(begin)
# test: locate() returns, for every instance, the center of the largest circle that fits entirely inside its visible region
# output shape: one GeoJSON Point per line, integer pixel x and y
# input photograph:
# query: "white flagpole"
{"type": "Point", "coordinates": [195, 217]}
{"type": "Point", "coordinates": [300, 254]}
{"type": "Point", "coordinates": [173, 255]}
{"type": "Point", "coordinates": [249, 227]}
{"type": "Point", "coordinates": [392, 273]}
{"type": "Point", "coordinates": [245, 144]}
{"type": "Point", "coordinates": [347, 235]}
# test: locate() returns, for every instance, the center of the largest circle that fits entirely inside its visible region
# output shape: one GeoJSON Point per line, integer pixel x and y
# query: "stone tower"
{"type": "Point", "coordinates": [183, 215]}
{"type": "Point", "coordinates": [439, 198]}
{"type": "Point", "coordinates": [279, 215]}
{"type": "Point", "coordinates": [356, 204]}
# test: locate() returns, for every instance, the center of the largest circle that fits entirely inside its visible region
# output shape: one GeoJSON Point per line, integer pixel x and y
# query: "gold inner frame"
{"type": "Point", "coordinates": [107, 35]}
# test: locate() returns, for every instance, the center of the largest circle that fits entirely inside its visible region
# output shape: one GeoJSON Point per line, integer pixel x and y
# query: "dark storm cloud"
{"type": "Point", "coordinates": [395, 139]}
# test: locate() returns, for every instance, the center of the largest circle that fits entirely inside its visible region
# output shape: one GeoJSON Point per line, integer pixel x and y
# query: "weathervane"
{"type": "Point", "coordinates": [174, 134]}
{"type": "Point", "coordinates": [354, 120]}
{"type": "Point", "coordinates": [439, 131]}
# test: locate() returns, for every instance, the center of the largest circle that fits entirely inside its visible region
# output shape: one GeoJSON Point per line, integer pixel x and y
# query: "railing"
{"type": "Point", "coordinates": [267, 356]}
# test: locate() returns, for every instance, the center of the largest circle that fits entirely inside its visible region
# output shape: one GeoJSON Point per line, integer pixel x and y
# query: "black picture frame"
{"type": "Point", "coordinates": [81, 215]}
(end)
## What to produce
Restate the whole listing exactly.

## Worked answer
# test: locate() returns, for every instance, the center of the largest circle that fits entirely inside its visible region
# output shape: one GeoJSON Point per line, integer pixel x and y
# input photograph:
# query: "white flagpole"
{"type": "Point", "coordinates": [195, 217]}
{"type": "Point", "coordinates": [300, 254]}
{"type": "Point", "coordinates": [173, 255]}
{"type": "Point", "coordinates": [249, 227]}
{"type": "Point", "coordinates": [392, 273]}
{"type": "Point", "coordinates": [245, 144]}
{"type": "Point", "coordinates": [347, 235]}
# test: locate() returns, for every instance, the center of the largest circle that fits entirely inside its visible region
# output shape: one GeoJSON Point per line, integer pixel x and y
# query: "stone tower"
{"type": "Point", "coordinates": [183, 215]}
{"type": "Point", "coordinates": [439, 198]}
{"type": "Point", "coordinates": [279, 215]}
{"type": "Point", "coordinates": [356, 204]}
# test: locate() returns, for every instance, the center of the largest circle that fits entirely inside its visible region
# output shape: one GeoJSON Point per line, integer pixel x and y
# query: "gold inner frame"
{"type": "Point", "coordinates": [107, 35]}
# test: locate() returns, for every instance, the center of the largest circle that fits entirely inside its visible region
# output shape: one GeoJSON Point per line, integer pixel x and y
# query: "dark storm cloud"
{"type": "Point", "coordinates": [395, 139]}
# test: locate() returns, for every instance, the center of the largest circle that fits entirely inside its visible region
# output shape: one GeoJSON Point per line, integer pixel x and y
# query: "weathervane"
{"type": "Point", "coordinates": [174, 134]}
{"type": "Point", "coordinates": [354, 120]}
{"type": "Point", "coordinates": [439, 131]}
# test: locate() returns, for every instance, the center of the largest circle that fits entirely inside its visible region
# output shape: one GeoJSON Point per line, integer pixel x and y
# query: "railing"
{"type": "Point", "coordinates": [267, 356]}
# test: locate() returns, for every instance, the center of the largest circle that fits entirely inside its visible region
# output shape: one GeoJSON Point per line, integer pixel x and y
# query: "black picture frame"
{"type": "Point", "coordinates": [81, 215]}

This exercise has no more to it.